What you will do: Output the data once more, exactly as given.

Records supplied:

++++++++++++++++++++

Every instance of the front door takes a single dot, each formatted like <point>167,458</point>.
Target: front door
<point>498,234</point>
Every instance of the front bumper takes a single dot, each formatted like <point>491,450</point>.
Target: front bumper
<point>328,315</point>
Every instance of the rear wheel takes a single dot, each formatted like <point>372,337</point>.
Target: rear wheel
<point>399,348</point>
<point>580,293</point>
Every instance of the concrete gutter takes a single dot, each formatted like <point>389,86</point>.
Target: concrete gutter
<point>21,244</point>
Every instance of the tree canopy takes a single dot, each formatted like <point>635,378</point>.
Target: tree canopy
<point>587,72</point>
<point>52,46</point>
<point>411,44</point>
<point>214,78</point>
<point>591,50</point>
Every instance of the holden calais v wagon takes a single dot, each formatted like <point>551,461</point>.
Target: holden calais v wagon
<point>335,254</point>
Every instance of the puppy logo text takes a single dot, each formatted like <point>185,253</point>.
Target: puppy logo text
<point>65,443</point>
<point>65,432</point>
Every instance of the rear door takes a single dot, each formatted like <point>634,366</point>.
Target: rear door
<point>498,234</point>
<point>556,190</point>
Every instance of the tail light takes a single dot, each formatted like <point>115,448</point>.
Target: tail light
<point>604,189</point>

++++++++++++++++++++

Answer box:
Every instance of the front door takes a single dot, each formatted like <point>167,458</point>.
Target: front door
<point>498,234</point>
Every instance of the front bumper takes a single dot, each formatted like <point>491,450</point>.
Target: front bumper
<point>328,315</point>
Every instance of the rear wheel takes a single dot, each formatted like <point>372,337</point>.
Target: rear wheel
<point>399,348</point>
<point>580,293</point>
Every instance of the concrete gutter takes a single dot, each formatted like <point>389,86</point>.
Target: concrete gutter
<point>21,244</point>
Every instance of the tree canopy takes a single dot, each formatted like <point>635,378</point>.
Target: tree canopy
<point>587,72</point>
<point>52,46</point>
<point>411,44</point>
<point>214,78</point>
<point>591,50</point>
Every instance of the holden calais v wagon takes a single dot, each formatted like <point>551,461</point>.
Target: holden calais v wagon
<point>335,254</point>
Every instance of the puppy logo text takes a single dot, each formatted like <point>185,253</point>.
Target: puppy logo text
<point>65,443</point>
<point>65,432</point>
Every instance of the rear door takes a single dot, each formatted like <point>634,366</point>.
Target: rear door
<point>498,234</point>
<point>556,190</point>
Every instance of the tail light takes a single dot, each formatted like <point>115,448</point>.
Target: tail light
<point>604,189</point>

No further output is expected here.